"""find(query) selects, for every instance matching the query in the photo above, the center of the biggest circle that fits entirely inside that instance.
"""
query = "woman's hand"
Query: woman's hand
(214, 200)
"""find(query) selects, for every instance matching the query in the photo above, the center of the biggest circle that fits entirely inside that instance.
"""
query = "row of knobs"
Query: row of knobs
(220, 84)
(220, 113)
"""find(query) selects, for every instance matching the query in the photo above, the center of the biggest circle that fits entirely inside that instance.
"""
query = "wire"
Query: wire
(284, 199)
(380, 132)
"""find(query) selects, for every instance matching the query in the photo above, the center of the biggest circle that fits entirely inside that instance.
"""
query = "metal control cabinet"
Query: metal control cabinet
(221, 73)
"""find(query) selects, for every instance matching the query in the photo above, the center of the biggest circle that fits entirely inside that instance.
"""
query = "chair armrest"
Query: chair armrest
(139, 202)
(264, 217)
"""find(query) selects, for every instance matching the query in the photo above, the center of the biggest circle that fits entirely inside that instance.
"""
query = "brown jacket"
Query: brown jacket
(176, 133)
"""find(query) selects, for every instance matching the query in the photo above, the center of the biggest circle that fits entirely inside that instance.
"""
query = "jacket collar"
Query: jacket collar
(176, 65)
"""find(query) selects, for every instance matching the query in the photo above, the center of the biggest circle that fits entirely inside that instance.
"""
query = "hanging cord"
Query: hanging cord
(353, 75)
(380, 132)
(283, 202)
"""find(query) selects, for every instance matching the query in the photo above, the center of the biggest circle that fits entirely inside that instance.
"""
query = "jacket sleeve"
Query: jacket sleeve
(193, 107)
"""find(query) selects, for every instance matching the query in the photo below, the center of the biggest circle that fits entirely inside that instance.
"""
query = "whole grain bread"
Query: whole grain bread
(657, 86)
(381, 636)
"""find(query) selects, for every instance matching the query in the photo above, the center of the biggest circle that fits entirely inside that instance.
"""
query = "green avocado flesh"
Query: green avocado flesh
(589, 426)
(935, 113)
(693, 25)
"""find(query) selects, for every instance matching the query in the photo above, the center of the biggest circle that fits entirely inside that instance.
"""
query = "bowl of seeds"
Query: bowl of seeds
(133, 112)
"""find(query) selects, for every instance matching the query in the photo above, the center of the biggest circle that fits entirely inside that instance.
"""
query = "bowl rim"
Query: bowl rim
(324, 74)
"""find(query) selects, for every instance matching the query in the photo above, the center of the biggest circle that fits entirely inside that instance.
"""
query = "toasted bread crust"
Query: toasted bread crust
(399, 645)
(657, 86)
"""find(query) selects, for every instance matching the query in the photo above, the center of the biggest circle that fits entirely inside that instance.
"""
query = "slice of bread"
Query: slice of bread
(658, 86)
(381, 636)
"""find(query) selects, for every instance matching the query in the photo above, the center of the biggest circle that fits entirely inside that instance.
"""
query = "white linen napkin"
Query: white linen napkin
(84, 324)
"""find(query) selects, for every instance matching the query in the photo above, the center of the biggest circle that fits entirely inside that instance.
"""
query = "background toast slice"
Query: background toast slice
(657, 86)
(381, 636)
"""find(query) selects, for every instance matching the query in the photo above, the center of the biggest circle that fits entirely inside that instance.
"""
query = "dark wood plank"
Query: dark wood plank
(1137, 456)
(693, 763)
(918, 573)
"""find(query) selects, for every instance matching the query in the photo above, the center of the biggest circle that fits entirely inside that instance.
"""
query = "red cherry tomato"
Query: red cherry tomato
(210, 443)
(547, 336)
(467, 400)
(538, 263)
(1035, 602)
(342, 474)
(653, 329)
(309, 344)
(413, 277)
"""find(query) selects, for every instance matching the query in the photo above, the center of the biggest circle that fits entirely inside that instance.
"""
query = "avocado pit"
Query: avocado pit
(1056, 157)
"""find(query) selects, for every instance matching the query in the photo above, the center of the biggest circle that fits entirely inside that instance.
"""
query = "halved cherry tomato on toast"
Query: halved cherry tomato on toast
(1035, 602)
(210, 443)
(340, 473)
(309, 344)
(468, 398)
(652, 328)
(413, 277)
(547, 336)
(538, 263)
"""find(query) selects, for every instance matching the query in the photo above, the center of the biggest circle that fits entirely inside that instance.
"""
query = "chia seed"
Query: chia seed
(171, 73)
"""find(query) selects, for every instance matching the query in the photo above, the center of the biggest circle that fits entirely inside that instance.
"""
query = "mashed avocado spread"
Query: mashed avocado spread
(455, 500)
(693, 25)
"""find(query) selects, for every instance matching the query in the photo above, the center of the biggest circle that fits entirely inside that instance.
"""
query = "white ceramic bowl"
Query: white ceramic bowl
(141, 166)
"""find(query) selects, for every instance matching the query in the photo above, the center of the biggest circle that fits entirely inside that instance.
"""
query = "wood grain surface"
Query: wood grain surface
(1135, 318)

_PROBLEM_.
Reproduce the material in full, with no word added or dropped.

_THE OUTPUT_.
"""find(query) selects, for every instance matching the query in the photo above, the center of the biggest circle that fits entirely inside that instance.
"""
query = "woman's hand"
Query: woman's hand
(214, 200)
"""find(query) selects, for every instance matching the query in the photo above, the center of the biggest circle that fits entirely inside that instance.
"""
query = "row of knobs"
Query: row of knobs
(220, 84)
(220, 113)
"""find(query) selects, for every instance matching the query in the photo above, the center of the biggest circle that fits entirely inside that instance.
"""
query = "wire"
Query: wire
(284, 199)
(380, 132)
"""find(query) selects, for every instance matching the query in the photo above, the center of the biggest circle that fits entirely inside that instance.
"""
query = "metal control cabinet"
Query: metal control cabinet
(221, 73)
"""find(query) selects, for every instance matching the query in the photo above, the center of the biggest circle that fits entirely inside that instance.
"""
query = "chair armrest"
Query: chair armrest
(139, 202)
(264, 217)
"""find(query) selects, for every instance matching the query in the photo above, the center of the biggest circle that fits entirely inside that instance.
"""
query = "brown jacket"
Query: brown jacket
(176, 133)
"""find(query) selects, for every instance matching the query in the photo above, the center of the biggest circle that fits entirely inside that instance.
"""
query = "jacket collar"
Query: jacket collar
(176, 65)
"""find(query) selects, for every instance matching the query in the photo above, the center of the biggest circle that fits entirely inside that instance.
"""
query = "hanging cord"
Query: hanging cord
(353, 75)
(380, 132)
(283, 202)
"""find(query) selects, for every instance matching the query in the photo above, the center of the biggest circle that fits entirely inside that instance.
"""
query = "jacket sleeve"
Query: jacket sleeve
(193, 107)
"""find(query) selects, for every instance matching the query in the photo below, the center of the biggest circle that fits entirely inside that instance.
"""
query = "whole grain bread"
Query: whole grain bread
(657, 86)
(381, 636)
"""find(query) selects, for every instance matching the query in the photo above, the center of the biggest circle that fits entirely inside that instance.
"""
query = "green avocado flesh"
Query: green avocado flesh
(589, 426)
(935, 113)
(693, 25)
"""find(query) selects, for every instance matching the query in the photo above, the center of the biggest circle that fits entirely inside that instance.
"""
query = "bowl of seeds"
Query: bowl of seeds
(133, 112)
"""find(query) selects, for every instance matching the query in the photo above, the center of the biggest circle that fits entirely inside that instance.
"""
query = "bowl rim"
Query: bowl rim
(324, 74)
"""find(query) selects, for every instance matching the query in the photo above, the center of the biggest circle that fits entirely inside that instance.
"""
query = "toasted bread crust"
Query: toasted bread crust
(399, 645)
(657, 86)
"""find(query) selects, for every instance matching the query in the photo above, the center of the biggest circle that fits entirely inside that instance.
"""
query = "slice of bread"
Query: slice of bread
(658, 86)
(381, 636)
"""find(query) selects, for every instance matching the query in the photo above, the center of the biggest circle that fits entirely inside that instance.
"""
query = "white linen napkin"
Query: white linen napkin
(84, 324)
"""find(query) selects, for every instance matching the query in the photo above, the center of the biggest circle that fits entirely inside that instance.
"""
query = "background toast slice"
Query: background toast slice
(657, 86)
(381, 636)
"""find(query) selects, for every instance matching the query in the photo above, the center of the biggest circle that fits entirely inside that instance.
"""
query = "dark wood plank"
Query: dark wood plank
(1137, 456)
(693, 763)
(918, 573)
"""find(query) selects, for every instance matching the query in the photo above, the center of the biggest circle that fits entirely inside that instance.
"""
query = "red cherry tomato"
Query: red cherry tomato
(210, 443)
(547, 336)
(467, 400)
(538, 263)
(1035, 602)
(342, 474)
(653, 329)
(309, 344)
(413, 277)
"""find(query) selects, for every instance matching the query in the photo above, the center of the biggest circle that fits entirely inside that instance.
"""
query = "avocado pit"
Query: avocado pit
(1056, 157)
"""find(query) selects, for every instance matching the query in the photo above, the center of the biggest circle that fits entirely inside that instance.
"""
query = "halved cherry tomato on toast"
Query: halved cherry tomato on toast
(1035, 602)
(210, 443)
(340, 473)
(309, 344)
(468, 398)
(652, 328)
(413, 277)
(547, 336)
(538, 263)
"""find(query) selects, for every instance matching the query in the photo above, the center of the biggest circle that fits entirely inside that instance.
"""
query = "chia seed"
Query: chia seed
(171, 73)
"""find(query) selects, for every instance matching the query in the photo above, the center of the biggest circle that fits entirely inside that instance.
"""
query = "mashed avocado spread"
Query: mashed avocado spread
(455, 500)
(693, 25)
"""find(query) selects, for every instance matching the query in the photo above, the center of the biggest circle that fits entirely inside that instance.
"""
query = "white ceramic bowl"
Query: white ceramic bowl
(141, 166)
"""find(query) selects, for every instance matching the query in the photo above, the center of the biggest circle that fits entirely inside that instance.
"""
query = "wood grain surface"
Query: wood grain surface
(1135, 318)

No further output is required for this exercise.